## WHAT THE TASK ASKS
Can you render every row below as a JSON list of strings, one string per line, skipping blank lines and leaving out the pictures?

+-------+

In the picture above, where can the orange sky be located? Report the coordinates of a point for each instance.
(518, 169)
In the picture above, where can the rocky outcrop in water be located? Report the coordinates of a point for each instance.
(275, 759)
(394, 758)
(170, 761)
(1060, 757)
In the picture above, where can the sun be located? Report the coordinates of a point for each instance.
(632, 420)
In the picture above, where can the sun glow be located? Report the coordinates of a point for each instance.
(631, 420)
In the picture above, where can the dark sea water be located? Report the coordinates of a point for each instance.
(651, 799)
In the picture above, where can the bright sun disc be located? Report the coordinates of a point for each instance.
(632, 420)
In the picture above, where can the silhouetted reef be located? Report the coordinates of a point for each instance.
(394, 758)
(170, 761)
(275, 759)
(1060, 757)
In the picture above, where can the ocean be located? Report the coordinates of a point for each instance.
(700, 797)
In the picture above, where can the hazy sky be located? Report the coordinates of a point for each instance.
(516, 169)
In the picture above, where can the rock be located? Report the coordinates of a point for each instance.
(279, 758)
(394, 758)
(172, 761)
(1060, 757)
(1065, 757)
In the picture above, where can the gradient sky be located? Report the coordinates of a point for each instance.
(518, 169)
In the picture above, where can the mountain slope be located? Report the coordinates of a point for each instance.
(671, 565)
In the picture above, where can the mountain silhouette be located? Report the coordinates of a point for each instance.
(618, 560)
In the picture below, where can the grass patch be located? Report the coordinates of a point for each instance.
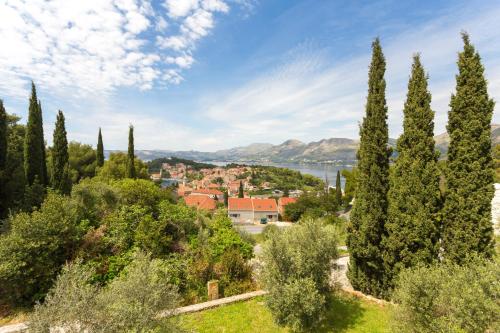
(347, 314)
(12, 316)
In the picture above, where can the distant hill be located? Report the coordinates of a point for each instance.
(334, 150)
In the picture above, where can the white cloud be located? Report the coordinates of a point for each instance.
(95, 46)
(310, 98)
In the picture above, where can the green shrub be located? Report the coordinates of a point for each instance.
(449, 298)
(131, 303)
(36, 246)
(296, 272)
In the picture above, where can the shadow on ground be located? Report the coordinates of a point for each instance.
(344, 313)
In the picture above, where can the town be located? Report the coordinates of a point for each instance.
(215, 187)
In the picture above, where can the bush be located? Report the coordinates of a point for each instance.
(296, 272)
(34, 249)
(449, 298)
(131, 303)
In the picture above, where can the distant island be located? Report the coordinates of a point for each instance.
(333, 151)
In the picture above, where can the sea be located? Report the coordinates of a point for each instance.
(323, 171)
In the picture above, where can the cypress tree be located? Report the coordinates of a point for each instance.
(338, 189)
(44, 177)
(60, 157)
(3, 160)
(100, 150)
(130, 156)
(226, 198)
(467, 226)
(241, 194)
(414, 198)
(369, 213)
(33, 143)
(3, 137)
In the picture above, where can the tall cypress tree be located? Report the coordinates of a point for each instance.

+-------+

## COMPLETED EXERCISE
[
  "In the picture above, where can the orange sky be located? Report the coordinates of a point for each instance.",
  "(518, 169)",
  "In the picture above, where can the rocky outcrop in water be located? Report the coordinates of a point for each instance.",
  "(275, 759)",
  "(394, 758)",
  "(170, 761)",
  "(1060, 757)",
  "In the picture above, where can the sun be located? Report the coordinates of a point for each instance.",
  "(632, 420)",
  "In the picture above, where can the sun glow be located? Report the coordinates of a point for each instance.",
  "(631, 420)",
  "In the picture above, where can the dark sea water be located? Report the coordinates of a point for each instance.",
  "(651, 799)",
  "In the picture above, where can the bright sun disc be located? Report the coordinates of a point for each instance.",
  "(632, 420)",
  "In the picture above, where can the silhouetted reef be located? Report the coordinates of a point for each instance.",
  "(394, 758)",
  "(170, 761)",
  "(275, 759)",
  "(1060, 757)",
  "In the picture above, where can the ocean be located? Report the coordinates of a point for each instance.",
  "(700, 797)",
  "In the picture above, where can the hazy sky be located? Report the coordinates of a point for each instance.",
  "(516, 169)",
  "In the picture above, where can the rock be located? Report the coordinates of a point for each instance.",
  "(279, 758)",
  "(394, 758)",
  "(172, 761)",
  "(1060, 757)",
  "(1065, 757)",
  "In the picture above, where can the gradient sky be located? Report the coordinates of a point for each instance.",
  "(518, 169)",
  "In the picture above, where can the mountain slope be located? Report the coordinates of a point for each instance.",
  "(671, 565)",
  "In the picture above, where can the mountain silhouette be located? Report the coordinates of a point for each instance.",
  "(618, 560)",
  "In the picture below, where can the grass patch be located? Report the coordinates of a point for each instance.",
  "(347, 314)",
  "(12, 316)",
  "In the picture above, where can the distant hill be located? Report the coordinates of a point for each instance.",
  "(334, 150)",
  "In the picture above, where can the white cloud be located? Report the coordinates of a point for each instance.",
  "(95, 46)",
  "(310, 98)",
  "In the picture above, where can the green shrub be located? Report the coordinates of a point for each instance.",
  "(449, 298)",
  "(131, 303)",
  "(36, 246)",
  "(296, 272)",
  "In the picture above, where can the shadow on ground be located? Report the coordinates of a point for each instance.",
  "(344, 313)",
  "In the picture above, where can the town be located? Report the coordinates of a point for each instance.",
  "(215, 187)",
  "In the picture above, where can the bush be located? Report the coordinates of a point for each instance.",
  "(296, 272)",
  "(34, 249)",
  "(449, 298)",
  "(131, 303)",
  "In the picture above, where can the distant island be located? Report the coordinates of a point for each instance.",
  "(333, 151)",
  "In the picture above, where can the sea be located? Report the coordinates of a point for each instance.",
  "(323, 171)",
  "In the picture above, where can the cypress tree be located? Report the coordinates of a point for each instance.",
  "(338, 189)",
  "(44, 177)",
  "(60, 157)",
  "(3, 160)",
  "(100, 150)",
  "(130, 156)",
  "(226, 198)",
  "(467, 226)",
  "(241, 194)",
  "(414, 198)",
  "(369, 213)",
  "(33, 143)",
  "(3, 137)",
  "In the picture above, where can the tall cypress tree be located? Report the coordinates of a point for each instance."
]